§ **What to do**
Transcribe the whole listing without a single picture.

***

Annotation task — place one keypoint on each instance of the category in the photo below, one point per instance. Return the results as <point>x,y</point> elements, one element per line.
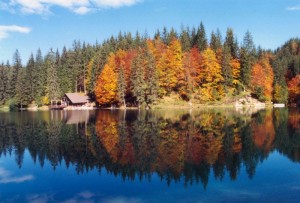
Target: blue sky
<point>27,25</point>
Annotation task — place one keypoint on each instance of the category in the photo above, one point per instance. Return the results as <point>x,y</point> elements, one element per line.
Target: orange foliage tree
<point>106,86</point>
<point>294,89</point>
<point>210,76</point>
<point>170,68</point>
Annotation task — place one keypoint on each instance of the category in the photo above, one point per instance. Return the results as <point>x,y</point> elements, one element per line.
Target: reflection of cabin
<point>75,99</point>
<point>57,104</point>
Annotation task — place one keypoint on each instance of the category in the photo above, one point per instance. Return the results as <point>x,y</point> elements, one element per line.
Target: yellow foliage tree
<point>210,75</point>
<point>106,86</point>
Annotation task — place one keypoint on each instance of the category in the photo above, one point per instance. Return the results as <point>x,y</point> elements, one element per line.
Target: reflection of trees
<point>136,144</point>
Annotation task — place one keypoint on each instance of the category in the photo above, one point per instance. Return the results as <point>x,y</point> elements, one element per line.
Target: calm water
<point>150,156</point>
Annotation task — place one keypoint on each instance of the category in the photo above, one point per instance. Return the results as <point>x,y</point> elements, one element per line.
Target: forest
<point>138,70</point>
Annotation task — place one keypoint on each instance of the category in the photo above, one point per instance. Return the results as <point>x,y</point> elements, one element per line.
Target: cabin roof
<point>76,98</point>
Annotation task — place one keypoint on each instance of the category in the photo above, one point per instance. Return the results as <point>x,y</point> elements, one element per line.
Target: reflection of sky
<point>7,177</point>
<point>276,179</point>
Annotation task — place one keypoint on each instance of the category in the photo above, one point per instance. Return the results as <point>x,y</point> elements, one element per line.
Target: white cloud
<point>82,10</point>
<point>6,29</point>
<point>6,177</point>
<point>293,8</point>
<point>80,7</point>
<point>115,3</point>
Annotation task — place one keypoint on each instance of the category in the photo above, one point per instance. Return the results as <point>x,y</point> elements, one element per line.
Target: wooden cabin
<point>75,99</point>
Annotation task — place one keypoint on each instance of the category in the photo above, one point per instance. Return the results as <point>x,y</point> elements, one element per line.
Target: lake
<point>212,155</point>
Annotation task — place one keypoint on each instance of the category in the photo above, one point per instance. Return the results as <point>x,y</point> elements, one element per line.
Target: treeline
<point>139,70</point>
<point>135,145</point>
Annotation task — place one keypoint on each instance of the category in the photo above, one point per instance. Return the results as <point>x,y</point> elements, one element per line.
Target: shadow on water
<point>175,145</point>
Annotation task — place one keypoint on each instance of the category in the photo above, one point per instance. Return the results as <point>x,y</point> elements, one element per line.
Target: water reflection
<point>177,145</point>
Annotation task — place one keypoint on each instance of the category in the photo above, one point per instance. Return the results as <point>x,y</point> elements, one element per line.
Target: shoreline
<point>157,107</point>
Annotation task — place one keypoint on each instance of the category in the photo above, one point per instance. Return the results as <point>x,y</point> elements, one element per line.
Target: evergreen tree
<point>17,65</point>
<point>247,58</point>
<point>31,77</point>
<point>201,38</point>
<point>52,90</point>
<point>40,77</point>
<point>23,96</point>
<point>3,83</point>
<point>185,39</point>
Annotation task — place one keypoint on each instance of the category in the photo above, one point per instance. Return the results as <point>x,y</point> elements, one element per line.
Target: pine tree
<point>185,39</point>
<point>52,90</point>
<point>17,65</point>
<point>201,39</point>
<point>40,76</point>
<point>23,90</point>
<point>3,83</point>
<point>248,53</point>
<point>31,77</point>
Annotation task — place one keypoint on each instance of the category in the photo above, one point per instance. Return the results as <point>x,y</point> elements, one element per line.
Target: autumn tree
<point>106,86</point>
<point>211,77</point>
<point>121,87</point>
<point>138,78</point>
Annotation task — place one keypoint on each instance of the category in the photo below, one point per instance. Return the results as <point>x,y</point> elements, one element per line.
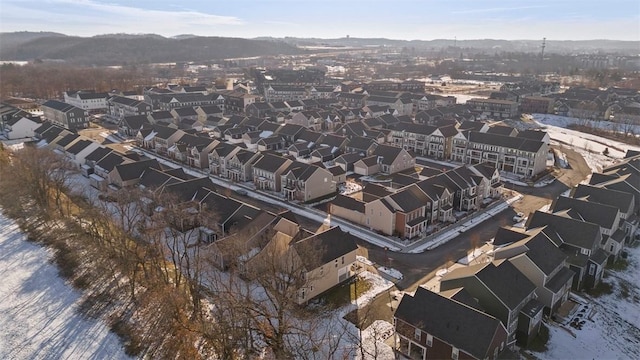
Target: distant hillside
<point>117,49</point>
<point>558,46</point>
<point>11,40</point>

***

§ **Reply**
Annotation task — place one keypoint on each instance of the category in the photo below, one point per instance. Return the results as <point>x,y</point> elements, one element per line.
Target: blue sky
<point>27,25</point>
Annotation task — place one keypoint on each instance of the category in the photo above, one point per instance. Return the results as <point>x,y</point> elements, one element per line.
Target: orange foliage tree
<point>106,86</point>
<point>294,89</point>
<point>210,76</point>
<point>170,68</point>
Annotation task — place one keypoint on each instance of the category in the photo above, one point per instance. Return the results as <point>x,y</point> elements, one element per line.
Target: reflection of cabin
<point>75,99</point>
<point>57,104</point>
Annotation task — place one keypoint on each instance of the category in the photo above, one point per instance. Return the results as <point>x,y</point> elements, one element per line.
Target: yellow foliage tree
<point>210,75</point>
<point>106,86</point>
Annotation task — place one keypoint on each instance of the category in the photo above, one point per instance. Return the results as <point>x,y</point> elements, one element per line.
Target: reflection of trees
<point>136,144</point>
Annotation task — place one keypoint on each instance of the category in the photo above, one point per instance. Return the results as <point>x,y</point> elements, one element per line.
Target: calm water
<point>150,156</point>
Annotation task — place one keypoint on each instance of the category in the photo above, one point per instance. Return the results as <point>x,y</point> elements, one element per line.
Target: forest
<point>138,70</point>
Annotation task — place one keypoint on each instance of the category in the photo above, one point per instance. Return the results as <point>x,y</point> elements, one element per line.
Target: cabin roof
<point>76,98</point>
Annotation task — place one keypoint on each instance of the category in the photo above, one point per instance. Return the results as <point>x,y</point> elements, one element per line.
Target: reflection of sky
<point>7,177</point>
<point>276,179</point>
Annotation task — place one keypoint on each instance of the category in the photo above, one point per instance. Return the results as <point>x,y</point> elements, one element per line.
Target: white cloud
<point>82,10</point>
<point>6,29</point>
<point>6,177</point>
<point>293,8</point>
<point>80,7</point>
<point>115,3</point>
Annotation task — place one keypoint on each instance of the category in the photo above, one point per instance. Return the results as <point>x,y</point> elements, one element per line.
Target: wooden cabin
<point>75,99</point>
Annotation task — place one keypoint on each instance of the category in the photo above, one point per instance. Return the results as <point>x,y</point> elements, one element per line.
Target: lake
<point>212,155</point>
Annotation task — place one keypoint on each instance of the category in the photo above, one point per instance. Return the results as <point>x,y</point> elements, one element per line.
Target: treeline
<point>139,70</point>
<point>135,145</point>
Annotation task — place one keypoint on each instance of the category in the photo above, one point per instance. Return the results as <point>x,y</point> elements, one element per line.
Target: shadow on water
<point>175,145</point>
Annotation task — place one keypoint on each instance of the category in the photo above, one point per instance. Return the results as <point>x,y</point> elements, one element per line.
Target: water reflection
<point>177,145</point>
Annotation task — place one keypoint on each instance of the category in the photo above, one point per instance. Return the results as <point>x,y</point> elements, one element per line.
Target: shoreline
<point>157,107</point>
Annotation task — place one keypoint on each instance of the category in the photo above, one point per instance. Return the results as <point>x,y</point> elements, one element per line.
Target: evergreen tree
<point>17,65</point>
<point>247,58</point>
<point>31,77</point>
<point>201,38</point>
<point>52,90</point>
<point>40,77</point>
<point>23,96</point>
<point>3,83</point>
<point>185,39</point>
Annotation task — place one keypoint on each instance of the category in the photo above, one point per instance. Return the results as <point>x,y</point> elements, one element per line.
Target: pine tree
<point>185,39</point>
<point>52,90</point>
<point>17,65</point>
<point>201,39</point>
<point>40,76</point>
<point>23,90</point>
<point>3,83</point>
<point>248,53</point>
<point>31,77</point>
Annotation task — place one keypoint on each instance of the category in the photo above, one point per instance. Return the results as <point>x,y</point> elements, one element per line.
Target: autumn tree
<point>106,86</point>
<point>211,77</point>
<point>121,87</point>
<point>138,78</point>
Annotation task — place one keypoint on each instance of the category in the photo below, one point per instance. Return the results as <point>x,y</point> elements, one element per line.
Target: distant hillside
<point>117,49</point>
<point>558,46</point>
<point>11,40</point>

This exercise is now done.